>> start
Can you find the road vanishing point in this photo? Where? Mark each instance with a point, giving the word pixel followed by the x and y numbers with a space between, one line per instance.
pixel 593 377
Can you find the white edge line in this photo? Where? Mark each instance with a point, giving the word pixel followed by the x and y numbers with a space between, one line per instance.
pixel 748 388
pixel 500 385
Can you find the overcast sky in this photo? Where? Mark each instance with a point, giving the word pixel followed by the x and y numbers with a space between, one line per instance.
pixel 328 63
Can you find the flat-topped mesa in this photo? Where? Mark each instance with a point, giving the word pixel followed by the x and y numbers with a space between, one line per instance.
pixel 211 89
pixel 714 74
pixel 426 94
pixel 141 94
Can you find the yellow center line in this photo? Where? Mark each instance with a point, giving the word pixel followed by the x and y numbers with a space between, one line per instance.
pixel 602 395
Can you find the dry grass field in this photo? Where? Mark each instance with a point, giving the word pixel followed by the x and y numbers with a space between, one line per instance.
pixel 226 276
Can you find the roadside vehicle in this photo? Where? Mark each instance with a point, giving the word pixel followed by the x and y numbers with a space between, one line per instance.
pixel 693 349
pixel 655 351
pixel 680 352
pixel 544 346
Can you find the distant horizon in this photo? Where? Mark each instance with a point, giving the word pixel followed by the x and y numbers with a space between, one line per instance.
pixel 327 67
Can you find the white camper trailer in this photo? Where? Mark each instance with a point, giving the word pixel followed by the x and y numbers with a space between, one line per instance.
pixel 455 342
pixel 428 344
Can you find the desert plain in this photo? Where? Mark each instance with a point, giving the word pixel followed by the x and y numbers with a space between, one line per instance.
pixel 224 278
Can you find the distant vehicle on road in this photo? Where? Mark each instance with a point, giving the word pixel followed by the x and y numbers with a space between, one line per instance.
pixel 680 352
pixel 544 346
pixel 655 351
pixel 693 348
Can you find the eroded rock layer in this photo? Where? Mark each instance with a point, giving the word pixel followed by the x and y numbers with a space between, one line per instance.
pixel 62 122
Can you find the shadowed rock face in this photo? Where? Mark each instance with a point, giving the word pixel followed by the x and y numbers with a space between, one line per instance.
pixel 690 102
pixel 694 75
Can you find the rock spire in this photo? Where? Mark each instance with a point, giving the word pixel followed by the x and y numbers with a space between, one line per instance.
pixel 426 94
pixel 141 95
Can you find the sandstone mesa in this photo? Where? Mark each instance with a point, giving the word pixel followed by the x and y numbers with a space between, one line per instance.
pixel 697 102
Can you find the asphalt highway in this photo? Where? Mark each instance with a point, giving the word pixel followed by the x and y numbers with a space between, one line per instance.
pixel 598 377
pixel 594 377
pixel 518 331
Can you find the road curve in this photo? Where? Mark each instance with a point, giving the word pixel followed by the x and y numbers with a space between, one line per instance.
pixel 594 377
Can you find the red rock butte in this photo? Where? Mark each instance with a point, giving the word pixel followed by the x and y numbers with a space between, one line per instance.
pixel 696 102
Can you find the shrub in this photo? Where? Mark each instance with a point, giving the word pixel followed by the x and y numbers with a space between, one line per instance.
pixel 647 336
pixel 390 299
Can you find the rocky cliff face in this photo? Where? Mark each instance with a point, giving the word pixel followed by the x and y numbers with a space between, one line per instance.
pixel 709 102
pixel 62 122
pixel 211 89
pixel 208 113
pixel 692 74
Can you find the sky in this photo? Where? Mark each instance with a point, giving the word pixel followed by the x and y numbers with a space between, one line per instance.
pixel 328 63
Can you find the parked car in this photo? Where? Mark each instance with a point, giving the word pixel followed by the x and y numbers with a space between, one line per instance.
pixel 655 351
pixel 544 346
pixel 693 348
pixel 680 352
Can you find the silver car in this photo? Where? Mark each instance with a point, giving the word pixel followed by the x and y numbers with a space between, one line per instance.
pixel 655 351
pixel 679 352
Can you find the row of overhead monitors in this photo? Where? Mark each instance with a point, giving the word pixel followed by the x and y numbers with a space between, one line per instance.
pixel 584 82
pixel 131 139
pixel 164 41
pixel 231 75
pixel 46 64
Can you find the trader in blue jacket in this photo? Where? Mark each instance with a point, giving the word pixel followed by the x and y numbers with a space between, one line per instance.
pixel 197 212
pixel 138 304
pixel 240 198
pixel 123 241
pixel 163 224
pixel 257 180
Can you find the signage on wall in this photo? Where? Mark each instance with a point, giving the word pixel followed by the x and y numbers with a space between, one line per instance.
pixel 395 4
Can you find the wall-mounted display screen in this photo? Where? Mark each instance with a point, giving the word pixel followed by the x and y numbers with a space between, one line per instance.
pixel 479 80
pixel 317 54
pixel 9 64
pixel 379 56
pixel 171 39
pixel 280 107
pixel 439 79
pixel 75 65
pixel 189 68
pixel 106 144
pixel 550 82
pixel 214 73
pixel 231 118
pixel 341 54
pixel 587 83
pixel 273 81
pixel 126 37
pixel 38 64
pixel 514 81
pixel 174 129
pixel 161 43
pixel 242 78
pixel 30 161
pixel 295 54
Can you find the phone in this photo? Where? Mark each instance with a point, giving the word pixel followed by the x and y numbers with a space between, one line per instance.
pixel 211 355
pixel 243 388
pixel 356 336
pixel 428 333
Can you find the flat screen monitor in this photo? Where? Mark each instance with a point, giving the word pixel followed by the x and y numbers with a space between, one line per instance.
>> end
- **Given task**
Output every line of the items above as a Markdown table with the columns Row and Line, numbering the rows in order and omitting blank lines.

- **Solved problem**
| Row | Line |
|---|---|
| 1 | Can you find the road vanishing point in this photo? Where? Mark each instance with a point, giving the word pixel followed by the x and y numbers with a space between, one line per instance. |
| 2 | pixel 593 377 |
| 3 | Can you find the white edge line in this photo? Where? Mark each instance with a point, giving the word pixel followed by the x and y numbers with a space between, one line per instance. |
| 4 | pixel 748 388 |
| 5 | pixel 500 385 |
| 6 | Can you find the overcast sky in this photo? Where? Mark each instance with a point, giving the word pixel followed by the x and y numbers with a space between, one line per instance. |
| 7 | pixel 328 63 |
| 8 | Can you find the flat-topped mesa in this photo? Where? Mark each instance with a point, giving the word pixel followed by the x and y numbers with a space between, one line per instance. |
| 9 | pixel 211 89 |
| 10 | pixel 714 74 |
| 11 | pixel 426 94 |
| 12 | pixel 141 94 |
| 13 | Can you find the yellow center line in this photo? Where? Mark each instance with a point, giving the word pixel followed by the x and y numbers with a space between, one line per instance. |
| 14 | pixel 602 395 |
| 15 | Can you find the dry grass field in this photo? Where? Mark each instance with a point, giving the word pixel followed by the x and y numbers with a space between, one line per instance. |
| 16 | pixel 226 276 |
| 17 | Can you find the roadside vehicle in this photo? Where? Mark each instance with a point, giving the word pixel followed by the x and y numbers with a space between, one line per instance. |
| 18 | pixel 693 349 |
| 19 | pixel 655 351 |
| 20 | pixel 680 352 |
| 21 | pixel 544 346 |
| 22 | Can you find the distant horizon in this photo? Where? Mark each instance with a point, giving the word pixel followed by the x and y numbers with a space between, one line per instance. |
| 23 | pixel 327 67 |
| 24 | Can you find the white camper trailer in this photo? Where? Mark each instance with a point, giving the word pixel followed by the x and y numbers with a space between, one line per instance. |
| 25 | pixel 455 342 |
| 26 | pixel 428 344 |
| 27 | Can you find the desert plain in this photo? Where? Mark each instance with a point, giving the word pixel followed by the x and y numbers with a space between, one line per instance. |
| 28 | pixel 224 278 |
| 29 | Can you find the distant vehicle on road in this photo? Where? Mark each instance with a point, giving the word pixel followed by the x and y numbers with a space between, one line per instance. |
| 30 | pixel 680 352 |
| 31 | pixel 544 346 |
| 32 | pixel 655 351 |
| 33 | pixel 693 348 |
| 34 | Can you find the eroded rock layer in this photo? Where? Mark each instance with a point, giving the word pixel followed by the x and y numbers with a space between, one line per instance. |
| 35 | pixel 62 122 |
| 36 | Can you find the shadowed rock face in this photo? Where? Mark each instance with a point, giving the word pixel followed by the x and y numbers with a space between, one line per instance. |
| 37 | pixel 690 102 |
| 38 | pixel 694 75 |
| 39 | Can you find the rock spire in this photo? Where? Mark each instance with a point, giving the word pixel followed by the x and y numbers with a space between, one line per instance. |
| 40 | pixel 426 94 |
| 41 | pixel 141 95 |
| 42 | Can you find the sandstone mesa in this photo? Where? Mark each instance with a point, giving the word pixel followed by the x and y numbers with a space between, one line per instance. |
| 43 | pixel 697 102 |
| 44 | Can you find the asphalt highway in this photo? Where? Mark each instance with a point, giving the word pixel followed by the x and y numbers with a space between, one line per instance. |
| 45 | pixel 598 377 |
| 46 | pixel 594 377 |
| 47 | pixel 518 331 |
| 48 | Can you find the road curve in this photo? Where? Mark each instance with a point, giving the word pixel followed by the x and y numbers with a space between, one line per instance. |
| 49 | pixel 594 377 |
| 50 | Can you find the red rock butte in this photo? Where? Mark each instance with a point, giving the word pixel followed by the x and y numbers with a space between, one line per instance. |
| 51 | pixel 696 102 |
| 52 | Can you find the shrub in this photo? Where? Mark each instance with a point, giving the word pixel followed by the x and y numbers with a space between, one line per instance. |
| 53 | pixel 647 336 |
| 54 | pixel 390 299 |
| 55 | Can you find the rocky cliff face in this photo? Where? Mark each instance with a point, giving the word pixel followed by the x and y numbers with a space between, one line per instance. |
| 56 | pixel 709 102 |
| 57 | pixel 62 122 |
| 58 | pixel 211 89 |
| 59 | pixel 208 113 |
| 60 | pixel 692 74 |
| 61 | Can you find the sky in this photo? Where? Mark each instance with a point, giving the word pixel followed by the x and y numbers with a space between, one line per instance. |
| 62 | pixel 328 63 |
| 63 | Can you find the parked car in this photo? Where? Mark each instance with a point, giving the word pixel followed by the x and y numbers with a space between, one line per instance. |
| 64 | pixel 655 351 |
| 65 | pixel 544 346 |
| 66 | pixel 693 348 |
| 67 | pixel 680 352 |
| 68 | Can you find the silver car in this photo? Where? Mark each instance with a point, giving the word pixel followed by the x and y numbers with a space between, one line per instance. |
| 69 | pixel 655 351 |
| 70 | pixel 679 352 |
| 71 | Can you find the row of overhead monitors in this photo? Where? Mark each instance with a point, giving the word pixel followed by the x and y numbers with a space between, one line per instance. |
| 72 | pixel 584 82 |
| 73 | pixel 131 139 |
| 74 | pixel 164 41 |
| 75 | pixel 231 75 |
| 76 | pixel 46 64 |
| 77 | Can you find the trader in blue jacket in this photo? Where? Mark each instance with a point, giving the word pixel followed by the x and y numbers with a space between, one line per instance. |
| 78 | pixel 197 212 |
| 79 | pixel 138 304 |
| 80 | pixel 240 198 |
| 81 | pixel 123 241 |
| 82 | pixel 163 224 |
| 83 | pixel 257 180 |
| 84 | Can you find the signage on wall in this photo? Where? Mark each instance with a point, giving the word pixel followed by the x and y numbers with a space between, one line per instance. |
| 85 | pixel 395 4 |
| 86 | Can you find the wall-mounted display screen in this photo? Where? Mark each instance with a point, giving the word pixel followed by the x and y numbers with a space between, one line per instance. |
| 87 | pixel 479 80 |
| 88 | pixel 317 54 |
| 89 | pixel 9 64 |
| 90 | pixel 379 56 |
| 91 | pixel 171 39 |
| 92 | pixel 280 107 |
| 93 | pixel 439 79 |
| 94 | pixel 75 65 |
| 95 | pixel 189 68 |
| 96 | pixel 106 144 |
| 97 | pixel 550 82 |
| 98 | pixel 214 73 |
| 99 | pixel 231 118 |
| 100 | pixel 341 54 |
| 101 | pixel 587 83 |
| 102 | pixel 273 81 |
| 103 | pixel 126 37 |
| 104 | pixel 38 64 |
| 105 | pixel 514 81 |
| 106 | pixel 174 129 |
| 107 | pixel 161 43 |
| 108 | pixel 242 78 |
| 109 | pixel 30 161 |
| 110 | pixel 295 54 |
| 111 | Can you find the phone in this photo? Where? Mark each instance with a point, giving the word pixel followed by the x and y numbers with a space between, one line per instance. |
| 112 | pixel 211 355 |
| 113 | pixel 243 388 |
| 114 | pixel 356 336 |
| 115 | pixel 428 333 |
| 116 | Can you find the flat screen monitor in this photo? Where? Mark each instance with a point, giving the word pixel followed by the x and y numbers with a space between, one line per instance. |